Page excerpt:
[Begin]

Skip to content
84 Shares

Welcome To Prune Blogging Thursday!

I was, frankly, a bit surprised that anyone but me participated…but most of the prune-skeptics out there seem to have been won over. Participants were from all over the world: Italy, Estonia, France, Scotland, Spain, Germany, Canada, and the United States. Thanks to everyone for sending me your entries and I encourage readers out there to visit their web sites to read about their prune-alicious adventures.

pruneblogdayparis!.jpg

In spite what I now see as a highly-organized, internationally-recognized conspiracy against prunes, here are entries from all over the world.
Hope you enjoy them as much as I did!

The divine Judy of Over a Tuscan Stove has a savory and amazing recipe for Cinghiale in Dolce Forte, adapted from an ancient recipe. Her wild boar stew has nice plump prunes…along with a suspicion of chocolate!

The zesty red-headed Laura of Cucina Testa Rossa began a torrid love affair with, what she writes, “the most expensive prunes in the world”, the famed Stuffed Prunes from Agen. Then she went on to make a creamy Glace de Pruneaux d’Agen et Armagnac, Prune & Armagnac ice cream, making full use of her new ice cream freezer.

Fellow Parisian Christine who resides at Chez Christine presents a stunning Terrine de Canard aux Pruneaux et a l’Armagnac (Duck Terrine with Prunes and Armagnac) along with the recipe, which sounds worth tackling for the holidays.
Or perhaps she’s taking orders?

Zorra, from Andalucia, Spain, made some fabulous tapas of Sherry-Soaked Prunes in Bacon, a variation of the delicious bacon-wrapped dates which I’ve had grilled and served in many tapas bars. I can’t wait to try it with prunes and it’s simple enough for anyone to make…no matter where you live.

My gal Alicat slinks in with two original tarts; Apricot & Prune Tart, and Dark Chocolate, Pecan, & Prune Tart. Both tarts look terrific and she and I did a mind-meld and were the only ones who combined chocolate with prunes in our desserts.

Peter at Tea Leaves found his own translation for pruneaux d’Agen. And even if a scholar of the French language might take exception to his method, his entry How To Eat Prunes had me eying my prized bottle of Armagnac in anticipation of making his boozy infusion.

[End]

Stated exercise A:
Answer these from the prune post, one line each:
(i) What ingredient besides prunes does Judy's wild boar stew contain?
(ii) What new appliance did Laura make full use of?
(iii) Where in Spain is Zorra from?
Stated exercise B:
Update the prune post by rewriting everything from "Hope you enjoy" down to "she’s taking orders?", with "ice cream freezer" changed to "ice cream maker".
The entries that follow have no connection to the prune post.

Information shown:
[Begin]

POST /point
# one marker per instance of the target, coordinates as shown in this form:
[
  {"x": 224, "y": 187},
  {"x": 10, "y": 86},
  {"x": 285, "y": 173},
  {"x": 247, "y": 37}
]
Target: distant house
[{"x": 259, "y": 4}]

[End]

Exercise result A:
(i) A suspicion of chocolate
(ii) Her new ice cream freezer
(iii) Andalucia

Exercise result B:
Hope you enjoy them as much as I did!

The divine Judy of Over a Tuscan Stove has a savory and amazing recipe for Cinghiale in Dolce Forte, adapted from an ancient recipe. Her wild boar stew has nice plump prunes…along with a suspicion of chocolate!

The zesty red-headed Laura of Cucina Testa Rossa began a torrid love affair with, what she writes, “the most expensive prunes in the world”, the famed Stuffed Prunes from Agen. Then she went on to make a creamy Glace de Pruneaux d’Agen et Armagnac, Prune & Armagnac ice cream, making full use of her new ice cream maker.

Fellow Parisian Christine who resides at Chez Christine presents a stunning Terrine de Canard aux Pruneaux et a l’Armagnac (Duck Terrine with Prunes and Armagnac) along with the recipe, which sounds worth tackling for the holidays.
Or perhaps she’s taking orders?